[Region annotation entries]
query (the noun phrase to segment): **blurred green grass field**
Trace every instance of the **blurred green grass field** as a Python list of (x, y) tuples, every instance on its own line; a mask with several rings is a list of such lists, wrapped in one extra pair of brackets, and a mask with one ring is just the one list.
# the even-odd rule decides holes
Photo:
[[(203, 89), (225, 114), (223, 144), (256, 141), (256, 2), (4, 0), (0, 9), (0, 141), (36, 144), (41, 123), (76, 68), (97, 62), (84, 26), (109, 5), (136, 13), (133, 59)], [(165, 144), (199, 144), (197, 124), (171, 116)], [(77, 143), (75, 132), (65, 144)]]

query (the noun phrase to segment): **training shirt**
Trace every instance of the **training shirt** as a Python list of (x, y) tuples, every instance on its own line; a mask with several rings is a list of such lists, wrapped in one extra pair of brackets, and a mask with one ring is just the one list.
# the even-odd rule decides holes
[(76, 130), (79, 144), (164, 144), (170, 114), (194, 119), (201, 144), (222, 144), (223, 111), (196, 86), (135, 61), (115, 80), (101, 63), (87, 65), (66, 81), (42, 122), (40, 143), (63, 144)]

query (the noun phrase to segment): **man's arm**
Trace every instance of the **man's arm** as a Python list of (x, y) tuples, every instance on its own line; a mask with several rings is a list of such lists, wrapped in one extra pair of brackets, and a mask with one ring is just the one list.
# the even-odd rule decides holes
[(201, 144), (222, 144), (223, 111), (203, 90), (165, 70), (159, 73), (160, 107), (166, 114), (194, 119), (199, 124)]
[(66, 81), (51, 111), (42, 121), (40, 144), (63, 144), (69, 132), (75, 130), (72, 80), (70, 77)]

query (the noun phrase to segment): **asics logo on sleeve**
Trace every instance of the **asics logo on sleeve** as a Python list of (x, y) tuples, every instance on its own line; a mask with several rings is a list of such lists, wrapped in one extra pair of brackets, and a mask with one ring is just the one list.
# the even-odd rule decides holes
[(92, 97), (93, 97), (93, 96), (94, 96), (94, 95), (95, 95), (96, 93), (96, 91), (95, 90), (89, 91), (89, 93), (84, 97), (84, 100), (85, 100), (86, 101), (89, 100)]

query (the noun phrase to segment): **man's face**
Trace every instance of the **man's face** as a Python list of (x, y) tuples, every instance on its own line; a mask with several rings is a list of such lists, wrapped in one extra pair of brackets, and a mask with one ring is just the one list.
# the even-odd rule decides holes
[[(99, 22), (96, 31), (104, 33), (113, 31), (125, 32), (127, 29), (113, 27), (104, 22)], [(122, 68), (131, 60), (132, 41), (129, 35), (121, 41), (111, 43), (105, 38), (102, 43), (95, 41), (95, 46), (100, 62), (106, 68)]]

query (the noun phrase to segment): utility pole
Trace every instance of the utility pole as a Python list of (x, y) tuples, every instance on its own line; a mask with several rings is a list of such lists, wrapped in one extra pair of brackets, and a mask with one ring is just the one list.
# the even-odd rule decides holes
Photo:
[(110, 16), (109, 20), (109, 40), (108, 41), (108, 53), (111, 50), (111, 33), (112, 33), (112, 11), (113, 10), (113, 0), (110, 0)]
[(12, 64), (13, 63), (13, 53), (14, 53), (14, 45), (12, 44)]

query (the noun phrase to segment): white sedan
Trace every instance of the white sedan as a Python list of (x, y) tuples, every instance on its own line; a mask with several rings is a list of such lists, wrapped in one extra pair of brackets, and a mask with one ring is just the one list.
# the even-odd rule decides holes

■ Directions for this task
Print the full listing above again, unchanged and word for word.

■ Exercise answer
query (the noun phrase to segment): **blurred green grass field**
Trace every instance of the **blurred green grass field** as a Python list of (x, y) tuples, every instance on its own line; a mask with several rings is a list of such lists, wrapped in one extra pair of brackets, and a mask with one ring is just the one list.
# the even-odd rule decides holes
Photo:
[[(203, 89), (225, 114), (223, 144), (256, 141), (256, 2), (4, 0), (0, 9), (0, 141), (36, 144), (41, 123), (76, 68), (97, 62), (84, 26), (109, 5), (136, 13), (133, 59)], [(165, 144), (199, 144), (197, 124), (171, 116)], [(77, 143), (75, 132), (65, 144)]]

query (the noun phrase to segment): **training shirt**
Trace every instance of the **training shirt** as a Python list of (x, y) tuples, every instance on its own line; a mask with several rings is a list of such lists, wrapped in one extra pair of brackets, and a mask with one ring is just the one list.
# the even-odd rule decides holes
[(76, 130), (79, 144), (164, 144), (170, 114), (194, 119), (201, 144), (222, 144), (223, 111), (196, 86), (135, 61), (115, 80), (101, 63), (87, 65), (66, 81), (42, 122), (40, 143), (63, 144)]

query (the noun phrase to segment): **man's arm**
Trace every instance of the **man's arm** as a Python list of (x, y) tuples, every instance on its own line; a mask with several rings is a list of such lists, wrapped in one extra pair of brackets, and a mask with one ring is just the one list.
# the even-odd rule decides holes
[(201, 144), (222, 144), (223, 111), (203, 90), (165, 70), (159, 73), (160, 107), (166, 114), (194, 119), (199, 124)]
[(66, 81), (51, 111), (42, 121), (40, 144), (63, 144), (69, 132), (75, 130), (72, 80), (70, 77)]

query (the noun phrase to segment): **asics logo on sleeve**
Trace every instance of the **asics logo on sleeve** as a Python list of (x, y) tuples, every instance on its own line; a mask with several rings is a list of such lists, wrapped in one extra pair of brackets, and a mask with one ring is just the one list.
# the even-odd rule decides holes
[(92, 97), (93, 97), (93, 96), (94, 96), (94, 95), (95, 95), (96, 93), (96, 91), (95, 90), (89, 91), (89, 93), (84, 97), (84, 100), (85, 100), (86, 101), (89, 100)]

query (the noun phrase to segment): **man's face**
Trace every instance of the **man's face** as a Python list of (x, y) tuples, every instance on its own line; a mask with several rings is a list of such lists, wrapped in one extra pair of brackets, and a mask with one ring is just the one list.
# the even-odd rule decides holes
[[(99, 22), (96, 31), (104, 33), (113, 31), (125, 32), (127, 29), (113, 27), (104, 22)], [(122, 68), (131, 60), (132, 41), (129, 35), (121, 41), (111, 43), (105, 38), (102, 43), (95, 41), (95, 46), (100, 62), (106, 68)]]

query (the noun phrase to segment): utility pole
Trace every instance of the utility pole as a Python list of (x, y) tuples, every instance on its own line; a mask with several rings is a list of such lists, wrapped in one extra pair of brackets, and a mask with one ring is just the one list.
# the even-odd rule decides holes
Photo:
[(110, 16), (109, 20), (109, 40), (108, 41), (108, 53), (111, 50), (111, 33), (112, 33), (112, 11), (113, 10), (113, 0), (110, 0)]
[(12, 64), (13, 63), (13, 53), (14, 53), (14, 45), (12, 44)]

query (the noun phrase to segment): white sedan
Trace every instance of the white sedan as a Python list of (x, y) tuples, every instance on its own line; a mask with several rings is a list of such lists, wrapped in one extra pair of brackets, and a mask with one ring is just the one list.
# the even-odd rule decides holes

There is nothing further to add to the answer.